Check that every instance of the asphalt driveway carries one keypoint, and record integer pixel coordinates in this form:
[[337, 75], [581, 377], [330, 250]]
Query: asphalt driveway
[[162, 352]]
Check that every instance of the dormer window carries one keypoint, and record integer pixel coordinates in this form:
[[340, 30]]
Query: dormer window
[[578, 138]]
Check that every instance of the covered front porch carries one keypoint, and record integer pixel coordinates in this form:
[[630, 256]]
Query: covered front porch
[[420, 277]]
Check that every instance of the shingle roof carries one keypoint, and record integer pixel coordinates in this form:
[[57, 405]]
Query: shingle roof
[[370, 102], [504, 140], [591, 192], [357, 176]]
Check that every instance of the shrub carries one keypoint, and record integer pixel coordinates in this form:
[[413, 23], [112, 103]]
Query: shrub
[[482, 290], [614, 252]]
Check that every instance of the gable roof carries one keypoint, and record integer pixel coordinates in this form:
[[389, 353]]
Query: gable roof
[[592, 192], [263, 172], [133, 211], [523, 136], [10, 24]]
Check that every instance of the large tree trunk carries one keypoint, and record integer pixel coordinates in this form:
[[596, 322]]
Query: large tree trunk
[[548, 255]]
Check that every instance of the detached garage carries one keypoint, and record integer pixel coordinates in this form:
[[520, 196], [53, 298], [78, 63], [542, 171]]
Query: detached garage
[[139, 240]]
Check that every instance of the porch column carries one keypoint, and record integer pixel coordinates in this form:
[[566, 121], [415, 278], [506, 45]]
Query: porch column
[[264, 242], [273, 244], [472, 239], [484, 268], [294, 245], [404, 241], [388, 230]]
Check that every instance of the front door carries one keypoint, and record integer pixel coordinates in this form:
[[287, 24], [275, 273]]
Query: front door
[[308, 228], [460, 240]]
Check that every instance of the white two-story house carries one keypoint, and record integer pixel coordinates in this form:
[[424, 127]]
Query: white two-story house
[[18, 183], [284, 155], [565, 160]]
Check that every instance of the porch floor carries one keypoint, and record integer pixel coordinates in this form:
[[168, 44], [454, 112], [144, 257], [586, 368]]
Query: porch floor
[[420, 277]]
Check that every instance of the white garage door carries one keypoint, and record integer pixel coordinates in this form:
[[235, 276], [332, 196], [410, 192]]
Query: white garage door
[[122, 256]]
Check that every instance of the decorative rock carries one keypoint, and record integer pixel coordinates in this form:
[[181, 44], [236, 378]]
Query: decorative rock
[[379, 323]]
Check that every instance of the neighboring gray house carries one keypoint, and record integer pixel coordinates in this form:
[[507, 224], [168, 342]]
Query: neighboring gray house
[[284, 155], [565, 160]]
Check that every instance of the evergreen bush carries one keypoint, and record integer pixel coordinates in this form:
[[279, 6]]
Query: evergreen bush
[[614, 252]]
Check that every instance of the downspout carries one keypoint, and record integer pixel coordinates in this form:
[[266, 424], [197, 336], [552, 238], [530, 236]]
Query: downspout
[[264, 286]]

Set task:
Write out exactly the lines of the entries above that run from the line containing "Check that every instance of the porch floor" through the last line, including both.

Response to this exercise:
Check that every instance of the porch floor carries one keypoint, and record integer pixel coordinates in this form:
[[168, 44], [454, 112], [144, 257], [586, 368]]
Query: porch floor
[[420, 277]]
Check that every instance of the white garage door carries one keypoint, and record integer pixel coordinates in this form:
[[235, 276], [332, 196], [410, 192]]
Query: white garage door
[[122, 256]]
Check that every instance of the decorative rock carries one keypoint, and record integer pixel coordinates in this form:
[[181, 44], [236, 378]]
Query: decorative rock
[[379, 323]]
Check that every instance of the neighboring gray house carries one keypoint, and record integer pixel coordinates in this form:
[[507, 224], [168, 342]]
Query: neighboring gray house
[[284, 155], [565, 160]]
Check that every instance of the evergreen bush carries one keypoint, and record integer pixel coordinates in this form:
[[279, 6]]
Query: evergreen bush
[[614, 252]]
Check that every instance of the downspout carries one keypoint, and record integer pixel coordinates in this form:
[[266, 424], [197, 336], [552, 238], [530, 236]]
Query: downspout
[[264, 286]]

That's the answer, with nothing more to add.